La parte más apreciada de la contribución leibniziana a la ciencia
moderna es, sin posible discusión, el descubrimiento y difusión del cálculo
infinitesimal. Aquí surge la primera paradoja, puesto que no es un hallazgo
científico, sino una técnica matemática que muy pronto se convirtió en
columna vertebral de la física. Algunos escritos de Leibniz, como Sobre las
causas de los movimientos celestes (1689) o Tentamen anagogicum (1693),
incorporan de modo explícito procedimientos tomados del análisis infinitesimal para determinar magnitudes y solucionar problemas de la física. Se
puede pensar que en Newton el cálculo de fluxiones nace al hilo de sus
investigaciones en filosofía natural, a pesar de lo cual no creyó que mereciera la pena exponerlo junto con las conclusiones que había propiciado. En
cambio Leibniz, que tal vez había efectuado su descubrimiento por vías más
estrictamente matemáticas, descubrió muy pronto su utilidad instrumental
y procuró decírselo a todo el que quiso escucharle. En este sentido consiguió
una doble prioridad sobre su intimidante adversario: publicó antes que él
los rudimentos del cálculo y también fue el primero en aconsejar su aplicación al estudio del devenir natural.

- SOLICITUD ESCRITA 1
Según el fragmento sobre Leibniz y el cálculo infinitesimal, ¿en qué consistió la doble prioridad que Leibniz consiguió sobre su adversario?
El fragmento y el listado no guardan relación entre sí.

[Registros de anotación de detección]
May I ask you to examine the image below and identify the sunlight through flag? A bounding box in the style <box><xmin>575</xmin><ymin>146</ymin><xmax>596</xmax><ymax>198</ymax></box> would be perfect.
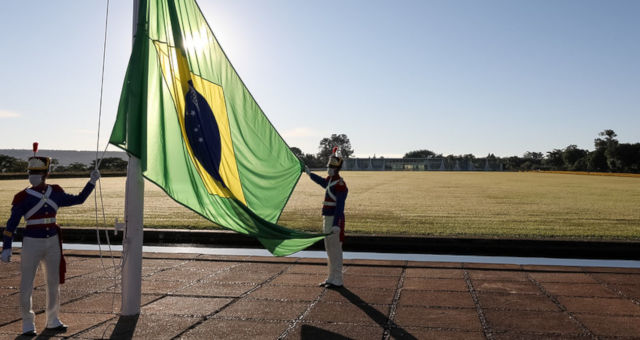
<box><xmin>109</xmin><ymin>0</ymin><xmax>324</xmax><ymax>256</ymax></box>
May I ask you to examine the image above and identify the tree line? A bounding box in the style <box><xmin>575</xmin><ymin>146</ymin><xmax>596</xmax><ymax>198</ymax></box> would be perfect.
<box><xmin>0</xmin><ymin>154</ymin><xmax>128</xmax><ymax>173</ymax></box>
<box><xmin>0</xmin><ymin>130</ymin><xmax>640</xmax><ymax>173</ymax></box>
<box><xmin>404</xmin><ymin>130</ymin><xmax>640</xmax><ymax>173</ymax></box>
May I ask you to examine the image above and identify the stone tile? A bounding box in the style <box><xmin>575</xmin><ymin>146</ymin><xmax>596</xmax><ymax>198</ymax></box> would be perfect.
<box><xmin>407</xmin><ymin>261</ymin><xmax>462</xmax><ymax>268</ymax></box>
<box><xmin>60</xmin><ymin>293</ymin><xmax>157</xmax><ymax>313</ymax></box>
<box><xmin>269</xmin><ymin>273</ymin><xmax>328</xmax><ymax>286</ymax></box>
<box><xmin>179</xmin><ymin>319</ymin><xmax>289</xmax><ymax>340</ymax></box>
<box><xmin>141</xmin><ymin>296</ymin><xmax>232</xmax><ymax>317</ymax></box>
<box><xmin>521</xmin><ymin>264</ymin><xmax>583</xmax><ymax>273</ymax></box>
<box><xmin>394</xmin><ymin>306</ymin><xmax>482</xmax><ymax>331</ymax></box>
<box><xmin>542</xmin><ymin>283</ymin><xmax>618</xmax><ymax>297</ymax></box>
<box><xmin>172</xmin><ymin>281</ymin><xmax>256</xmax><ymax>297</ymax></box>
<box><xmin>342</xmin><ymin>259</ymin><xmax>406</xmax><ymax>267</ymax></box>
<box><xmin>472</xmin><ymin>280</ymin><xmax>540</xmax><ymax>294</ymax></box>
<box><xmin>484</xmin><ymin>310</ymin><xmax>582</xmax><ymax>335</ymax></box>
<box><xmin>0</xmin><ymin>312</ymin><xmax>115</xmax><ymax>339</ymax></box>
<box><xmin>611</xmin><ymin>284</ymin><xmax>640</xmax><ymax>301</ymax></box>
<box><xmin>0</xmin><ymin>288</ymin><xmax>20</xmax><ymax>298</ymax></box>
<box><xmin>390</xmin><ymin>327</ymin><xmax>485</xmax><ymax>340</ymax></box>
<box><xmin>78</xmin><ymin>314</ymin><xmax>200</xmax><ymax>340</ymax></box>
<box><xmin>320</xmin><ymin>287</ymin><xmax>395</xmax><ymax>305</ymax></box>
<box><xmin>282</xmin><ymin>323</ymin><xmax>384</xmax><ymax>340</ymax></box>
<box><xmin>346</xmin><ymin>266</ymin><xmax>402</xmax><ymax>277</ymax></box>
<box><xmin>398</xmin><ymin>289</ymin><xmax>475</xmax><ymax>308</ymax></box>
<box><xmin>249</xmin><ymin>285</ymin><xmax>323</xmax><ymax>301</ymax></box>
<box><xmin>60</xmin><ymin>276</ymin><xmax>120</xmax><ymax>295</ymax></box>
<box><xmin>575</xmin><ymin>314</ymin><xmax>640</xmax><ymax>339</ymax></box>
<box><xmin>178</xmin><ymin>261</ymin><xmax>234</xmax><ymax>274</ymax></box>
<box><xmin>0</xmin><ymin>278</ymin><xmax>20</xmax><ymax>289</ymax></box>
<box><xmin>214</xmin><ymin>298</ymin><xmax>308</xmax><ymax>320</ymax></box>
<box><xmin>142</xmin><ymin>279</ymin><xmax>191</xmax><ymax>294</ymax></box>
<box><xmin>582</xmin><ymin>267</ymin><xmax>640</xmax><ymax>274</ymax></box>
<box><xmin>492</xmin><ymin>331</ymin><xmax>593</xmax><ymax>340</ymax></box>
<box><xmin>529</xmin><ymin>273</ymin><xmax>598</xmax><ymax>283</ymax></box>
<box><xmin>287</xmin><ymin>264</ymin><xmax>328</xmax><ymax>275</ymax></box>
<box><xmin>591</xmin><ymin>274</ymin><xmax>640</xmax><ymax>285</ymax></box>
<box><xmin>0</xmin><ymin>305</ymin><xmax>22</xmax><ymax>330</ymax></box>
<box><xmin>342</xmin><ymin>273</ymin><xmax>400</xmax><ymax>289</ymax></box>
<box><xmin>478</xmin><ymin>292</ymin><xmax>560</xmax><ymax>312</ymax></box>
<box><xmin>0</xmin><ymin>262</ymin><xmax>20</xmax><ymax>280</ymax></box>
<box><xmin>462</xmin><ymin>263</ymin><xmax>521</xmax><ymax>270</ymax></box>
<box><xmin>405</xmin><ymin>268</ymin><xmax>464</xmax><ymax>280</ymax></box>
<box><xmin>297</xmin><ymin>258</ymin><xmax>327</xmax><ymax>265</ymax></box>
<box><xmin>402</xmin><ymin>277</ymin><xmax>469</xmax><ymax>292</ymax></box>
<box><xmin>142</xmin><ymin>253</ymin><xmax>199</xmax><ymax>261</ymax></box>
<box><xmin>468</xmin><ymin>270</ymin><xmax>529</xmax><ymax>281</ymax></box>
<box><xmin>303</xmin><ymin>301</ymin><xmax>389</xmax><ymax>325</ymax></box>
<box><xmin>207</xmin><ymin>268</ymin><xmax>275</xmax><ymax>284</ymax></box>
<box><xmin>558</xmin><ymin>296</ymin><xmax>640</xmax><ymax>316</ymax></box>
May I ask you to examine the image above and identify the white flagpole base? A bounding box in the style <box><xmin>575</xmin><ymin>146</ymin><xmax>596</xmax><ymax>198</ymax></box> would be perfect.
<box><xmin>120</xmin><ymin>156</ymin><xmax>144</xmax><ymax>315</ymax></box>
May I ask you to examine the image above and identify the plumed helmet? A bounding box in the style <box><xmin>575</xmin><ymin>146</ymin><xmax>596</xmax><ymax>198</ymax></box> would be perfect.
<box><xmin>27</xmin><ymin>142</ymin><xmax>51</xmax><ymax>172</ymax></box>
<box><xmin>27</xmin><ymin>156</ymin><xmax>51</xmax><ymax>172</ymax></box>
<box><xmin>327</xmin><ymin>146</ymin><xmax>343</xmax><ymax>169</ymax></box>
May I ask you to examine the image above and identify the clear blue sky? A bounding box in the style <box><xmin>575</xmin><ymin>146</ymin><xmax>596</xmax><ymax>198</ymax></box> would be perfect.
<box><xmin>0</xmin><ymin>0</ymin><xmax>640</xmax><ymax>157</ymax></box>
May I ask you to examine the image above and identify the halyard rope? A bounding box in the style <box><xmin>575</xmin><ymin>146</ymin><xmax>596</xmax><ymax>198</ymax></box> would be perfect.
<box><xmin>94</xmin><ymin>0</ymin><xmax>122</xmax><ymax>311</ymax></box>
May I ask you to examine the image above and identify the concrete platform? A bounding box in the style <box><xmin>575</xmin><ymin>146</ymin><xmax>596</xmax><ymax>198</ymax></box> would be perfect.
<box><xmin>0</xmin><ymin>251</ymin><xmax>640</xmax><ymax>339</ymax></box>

- SOLICITUD ESCRITA 2
Devuelve tal cual las líneas del listado que van desde la que contiene "identify the concrete" hasta el final del listado, ambas incluidas.

- RESPUESTA 1
Publicó antes que él los rudimentos del cálculo y fue también el primero en aconsejar su aplicación al estudio del devenir natural.

- RESPUESTA 2
May I ask you to examine the image above and identify the concrete platform? A bounding box in the style <box><xmin>575</xmin><ymin>146</ymin><xmax>596</xmax><ymax>198</ymax></box> would be perfect.
<box><xmin>0</xmin><ymin>251</ymin><xmax>640</xmax><ymax>339</ymax></box>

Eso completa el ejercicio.